SHORT TASK: Edit the entries below by replacing "even-odd rule" with "nonzero winding rule" wherever it occurs, keeping all other text the same.

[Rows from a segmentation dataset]

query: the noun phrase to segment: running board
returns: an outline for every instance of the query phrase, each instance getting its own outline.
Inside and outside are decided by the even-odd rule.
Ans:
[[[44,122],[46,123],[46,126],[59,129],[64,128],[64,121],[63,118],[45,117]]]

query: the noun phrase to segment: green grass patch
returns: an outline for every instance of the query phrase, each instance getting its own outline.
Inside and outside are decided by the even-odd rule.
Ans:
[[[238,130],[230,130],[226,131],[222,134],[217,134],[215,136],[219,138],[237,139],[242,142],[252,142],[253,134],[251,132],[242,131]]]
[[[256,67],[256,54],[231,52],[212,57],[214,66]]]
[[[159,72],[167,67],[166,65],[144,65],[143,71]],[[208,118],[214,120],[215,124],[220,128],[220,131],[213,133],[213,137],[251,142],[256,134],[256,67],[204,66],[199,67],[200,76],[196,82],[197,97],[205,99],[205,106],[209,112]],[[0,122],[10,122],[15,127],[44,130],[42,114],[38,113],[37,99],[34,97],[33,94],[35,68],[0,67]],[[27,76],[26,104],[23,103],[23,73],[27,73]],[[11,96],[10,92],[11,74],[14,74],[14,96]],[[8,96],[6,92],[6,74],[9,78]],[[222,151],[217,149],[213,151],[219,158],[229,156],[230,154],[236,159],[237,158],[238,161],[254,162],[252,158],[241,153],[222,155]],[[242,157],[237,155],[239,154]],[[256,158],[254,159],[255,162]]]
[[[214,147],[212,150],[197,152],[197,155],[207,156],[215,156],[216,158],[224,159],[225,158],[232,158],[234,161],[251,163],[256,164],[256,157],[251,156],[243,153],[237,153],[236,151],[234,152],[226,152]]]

RIGHT ANSWER:
query: the noun phrase to segment: running board
returns: an outline for every instance of the query phrase, each instance getting its own outline.
Inside and outside are decided by the nonzero winding rule.
Ans:
[[[44,122],[46,123],[46,126],[59,129],[64,128],[64,121],[63,118],[45,117]]]

query: the noun phrase to segment: green grass patch
returns: an outline for every instance of the query phrase, each instance getting its own outline.
Inside and outside are decided by the nonzero winding rule.
Ans:
[[[238,130],[230,130],[226,131],[222,134],[217,134],[215,136],[219,138],[237,139],[242,142],[252,142],[253,134],[251,132],[242,131]]]
[[[256,67],[256,54],[231,52],[212,57],[214,66]]]
[[[159,72],[167,67],[166,65],[144,65],[143,71]],[[208,118],[214,120],[215,124],[220,128],[220,131],[213,133],[213,137],[251,142],[256,134],[256,67],[204,66],[199,67],[200,76],[196,82],[197,97],[205,99],[205,106],[209,112]],[[0,122],[10,122],[15,127],[44,130],[42,114],[38,113],[37,99],[34,97],[33,94],[35,68],[0,67]],[[27,76],[26,104],[23,103],[23,73],[27,73]],[[11,96],[10,92],[11,74],[14,74],[14,96]],[[8,96],[6,92],[6,74],[9,78]],[[222,151],[217,149],[213,151],[219,158],[229,156],[230,154],[236,159],[237,158],[238,161],[254,162],[252,158],[241,153],[222,155]],[[242,157],[237,155],[239,154]],[[256,158],[254,159],[255,162]]]
[[[214,147],[212,150],[197,152],[197,155],[207,156],[215,156],[216,158],[224,159],[225,158],[232,158],[234,161],[251,163],[256,164],[256,157],[251,156],[243,153],[237,153],[236,151],[234,152],[226,152]]]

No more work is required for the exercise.